→ **TASK GOAL**
Rewrite all of the items below line for line, omitting the pictures, and reduce every pixel coordinate in the answers by 22. Leave all other text unchanged.

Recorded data
-.-.-
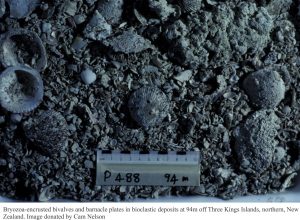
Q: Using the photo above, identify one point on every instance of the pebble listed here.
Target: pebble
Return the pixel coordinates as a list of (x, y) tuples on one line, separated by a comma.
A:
[(265, 88), (88, 76), (97, 28), (184, 75), (16, 118), (255, 141)]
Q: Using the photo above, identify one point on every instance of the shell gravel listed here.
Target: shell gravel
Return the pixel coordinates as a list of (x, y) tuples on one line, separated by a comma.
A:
[(21, 89)]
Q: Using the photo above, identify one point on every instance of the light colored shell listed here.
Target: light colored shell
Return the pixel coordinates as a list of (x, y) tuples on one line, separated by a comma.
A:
[(48, 131), (22, 47), (128, 42), (265, 88), (111, 10), (255, 141), (148, 106), (21, 89)]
-.-.-
→ **WORKED ANSWER**
Q: Using the photo above, identify one point on every instance of the pebble listed here.
Target: pebble
Return the pixel coordinates as a list of (x, y) tuples on one line, separated by a comma.
A:
[(243, 66), (66, 54), (75, 6), (162, 53), (-6, 96), (233, 119)]
Q: Using the photo above, identify one point on every instance of the shell gravel listed here.
Target: shell gravel
Return the pixel coordinates as a list of (x, y) tuples on one line, separated by a comma.
A:
[(-1, 67)]
Q: Using the photo above, identify one point on every instance of the light colored shell listed here.
Target: light colored shell
Return the pixel coordinates as a list of (x, y) tuples on one line, separated by a comma.
A:
[(26, 109), (0, 25), (106, 20), (243, 66), (89, -12), (233, 119), (126, 84), (-1, 67)]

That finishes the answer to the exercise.